— begin READING PASSAGE —

Not looking for answers, just looking to vent, I guess. I'm new here.


----------



## njp001 (Oct 13, 2009)

My wife sounds a lot like this, every day it's something new that irritates her. She stays home with our 3 kids, ages 7, 4 and 2. She spends so much time at the computer and then gets nothing else done. She knows all of her faults but never takes responsibility for them. It’s always my fault she did not get some thing done. Most nights she is very short with the kids. Claims I would be the same if I stayed home all day. Now she’s in a feud with my parents. Do you and your wife have a good relationship with your parents?


----------



## williamw (Oct 14, 2009)

No issues with either of our parents; one interesting thing you mentioned related to your wife being irritated--my wife has so much anger it is almost frightening at times. Irritated is a good way to describe it. She has struggled with depression for many years and I know that is causing a lot of her behavior. I'm completely sympathetic to her and want things to get better; but it is also just so exhausting and never ending. I try and be open minded and positive when I get home but I just her complaint after complaint, often about the most insignificant things. 

I know though that I can't change her, I can only change how I react to her and hopefully can help her by being more supportive. But it's hard to do.


----------



## hoping (Sep 28, 2009)

it sounds like she has issues of her own to work out. my wife was the same way before she statred talking to people online...(not a good idea some times, she talked to the wrong sort of people who took advantage of her insecurity and "made her feel special" don't let that happen if you can help it) try gently suggesting some counseling for the two of you, perhaps it would do good for you too, but the main goal is to try and get the counselor to see it for them selve and suggest private sessions to her... you most likely will not succeed in sugeting a counselor for her, but for both of you, that might work. besides, they may wind up suggesting private sessions for both of you, every one has room for improvment and there is always the possibility that you are doing some thing that your not aware of.


----------



## hoping (Sep 28, 2009)

oh and make sure to make her feel special.... before any one else can... THAT is important!!!

— end READING PASSAGE —
— begin SUPPLIED MATERIAL —

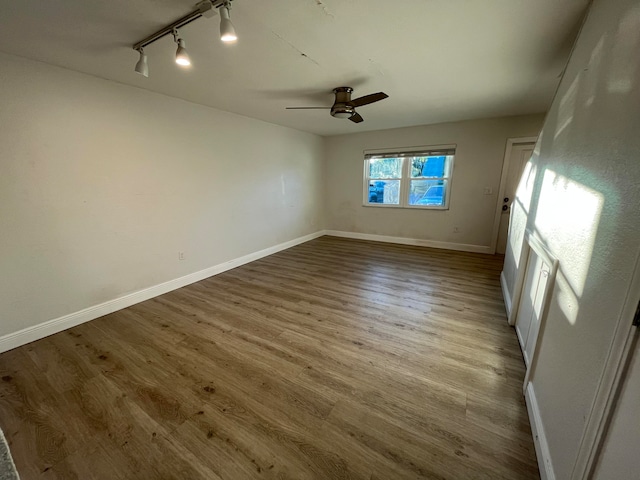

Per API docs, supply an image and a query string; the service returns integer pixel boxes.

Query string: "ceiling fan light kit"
[133,0,238,77]
[287,87,389,123]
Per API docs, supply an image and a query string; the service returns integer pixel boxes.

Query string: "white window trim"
[362,144,457,210]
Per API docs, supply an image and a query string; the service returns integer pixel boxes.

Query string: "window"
[364,147,455,210]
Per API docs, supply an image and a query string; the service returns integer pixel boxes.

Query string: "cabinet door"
[516,249,550,368]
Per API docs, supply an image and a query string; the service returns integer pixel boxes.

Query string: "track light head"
[171,28,191,67]
[220,3,238,43]
[136,48,149,77]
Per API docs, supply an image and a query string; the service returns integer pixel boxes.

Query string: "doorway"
[494,137,536,255]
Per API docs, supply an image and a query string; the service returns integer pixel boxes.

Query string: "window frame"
[362,144,457,210]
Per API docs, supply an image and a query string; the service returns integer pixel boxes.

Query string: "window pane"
[369,158,402,178]
[369,180,400,205]
[410,155,449,178]
[409,180,447,207]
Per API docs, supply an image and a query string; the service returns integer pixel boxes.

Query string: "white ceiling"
[0,0,588,135]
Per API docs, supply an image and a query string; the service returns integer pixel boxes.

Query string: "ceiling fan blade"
[349,92,389,107]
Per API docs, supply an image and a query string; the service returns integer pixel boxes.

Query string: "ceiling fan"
[287,87,389,123]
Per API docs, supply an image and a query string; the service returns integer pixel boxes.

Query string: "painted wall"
[326,115,543,247]
[0,54,324,336]
[593,340,640,480]
[504,0,640,479]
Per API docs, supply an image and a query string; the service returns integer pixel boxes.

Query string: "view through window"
[364,148,455,209]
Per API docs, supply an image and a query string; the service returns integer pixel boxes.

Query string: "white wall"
[593,340,640,480]
[326,115,543,248]
[0,54,324,337]
[504,0,640,479]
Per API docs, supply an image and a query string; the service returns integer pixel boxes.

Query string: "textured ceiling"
[0,0,588,135]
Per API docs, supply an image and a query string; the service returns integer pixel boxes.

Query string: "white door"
[593,339,640,480]
[516,249,550,368]
[496,143,535,255]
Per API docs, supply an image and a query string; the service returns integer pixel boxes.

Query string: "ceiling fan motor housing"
[331,87,356,118]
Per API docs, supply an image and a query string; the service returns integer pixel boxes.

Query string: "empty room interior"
[0,0,640,480]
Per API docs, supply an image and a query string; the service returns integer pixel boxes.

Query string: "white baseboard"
[524,382,556,480]
[500,271,511,318]
[0,230,325,353]
[324,230,493,254]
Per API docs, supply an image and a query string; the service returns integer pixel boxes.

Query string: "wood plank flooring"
[0,237,539,480]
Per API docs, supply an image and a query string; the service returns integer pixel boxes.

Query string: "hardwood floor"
[0,237,539,480]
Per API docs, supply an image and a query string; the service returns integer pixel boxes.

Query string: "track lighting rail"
[133,0,231,51]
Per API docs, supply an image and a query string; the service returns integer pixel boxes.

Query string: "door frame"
[571,252,640,480]
[490,137,538,255]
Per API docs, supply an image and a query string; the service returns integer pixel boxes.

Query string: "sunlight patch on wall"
[535,170,604,324]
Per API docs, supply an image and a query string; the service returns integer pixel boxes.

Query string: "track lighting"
[172,28,191,67]
[219,2,238,43]
[136,48,149,77]
[133,0,238,77]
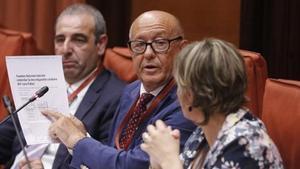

— end SUPPLIED MATERIAL —

■ **EXERCISE DETAILS**:
Write out the part of the forum thread starting at "it sounds like" and ending at "not aware of.".

■ **THE ANSWER**:
it sounds like she has issues of her own to work out. my wife was the same way before she statred talking to people online...(not a good idea some times, she talked to the wrong sort of people who took advantage of her insecurity and "made her feel special" don't let that happen if you can help it) try gently suggesting some counseling for the two of you, perhaps it would do good for you too, but the main goal is to try and get the counselor to see it for them selve and suggest private sessions to her... you most likely will not succeed in sugeting a counselor for her, but for both of you, that might work. besides, they may wind up suggesting private sessions for both of you, every one has room for improvment and there is always the possibility that you are doing some thing that your not aware of.